**Alıntı metin**
___

Hatırlanacağı gibi Barış Konseyinde İngiltere baştan itibaren Ermenistan'ın koruyuculuğu görevini Amerika'ya yüklemek istiyordu. Ancak sadece Ermenistan küçük bir bölge olması nedeniyle, daha cazip olması için: İstanbul ve Boğazların mandaterliğini de Amerika'nın almasını istiyordu. Böylece bir taşla bir kaç kuş birden vurmuş olacaktı. Şöyle ki:
1- Savaş içinde "Ermeni Soykırım iddialarının" menşei Anadolu'daki Amerikan okulları, misyonerleri, Elçilik ve Konsoloslukları idi.
2- Ermeniler lehine kamu oyu vicdanına en fazla etkili olunan toplum Amerikan halkı olmuştu.
3- Amerikan halkı insanlık (ve dinsel) idealleri uğruna savaş içinde göç eden Ermenilere yardım için büyük kampanyalar yapmış ve halâ devam eden yüzlerce milyon dolara ulaşan yardım fonları oluşturmuştu.
4- Ermeni Lobisi'nin en etkin olduğu ülke de Amerika idi.
5- ABD'nin savaşa sokulması için bu olgulardan yararlanılmıştı.
6- Savaş içinde yapılan gizli anlaşmaların uygulamaya konması için tek engel Başkan Wilson ve onun ilkeleri idi. Eğer Rusya'ya verilecek pay ABD'ye devredilirse ABD'nin muhtemel bir itirazının önü alınmış olacaktı.
7- Rusya'daki iç savaş kızıllar lehinde gelişme gösteriyordu.

___

**Verilen liste**
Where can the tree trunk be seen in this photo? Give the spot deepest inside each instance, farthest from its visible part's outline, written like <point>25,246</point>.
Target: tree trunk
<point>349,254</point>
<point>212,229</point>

___

**Görevler**
1. Alıntı metinde "4- Ermeni Lobisi'nin" sözlerinden "lehinde gelişme gösteriyordu." sözlerine kadar her şeyi kelimesi kelimesine yazın.
2. Alıntı metne göre şu soruları cevaplayın:
(a) Barış Konseyinde İngiltere, Ermenistan'ın koruyuculuk görevini hangi ülkeye yüklemek istiyordu?
(b) Savaş içinde yapılan gizli anlaşmaların uygulamaya konması önündeki tek engel neydi?
(c) Rusya'daki iç savaş kimin lehine gelişme gösteriyordu?

**Cevaplar**
1.
4- Ermeni Lobisi'nin en etkin olduğu ülke de Amerika idi.
5- ABD'nin savaşa sokulması için bu olgulardan yararlanılmıştı.
6- Savaş içinde yapılan gizli anlaşmaların uygulamaya konması için tek engel Başkan Wilson ve onun ilkeleri idi. Eğer Rusya'ya verilecek pay ABD'ye devredilirse ABD'nin muhtemel bir itirazının önü alınmış olacaktı.
7- Rusya'daki iç savaş kızıllar lehinde gelişme gösteriyordu.

2.
(a) Amerika'ya.
(b) Başkan Wilson ve onun ilkeleri.
(c) Kızıllar.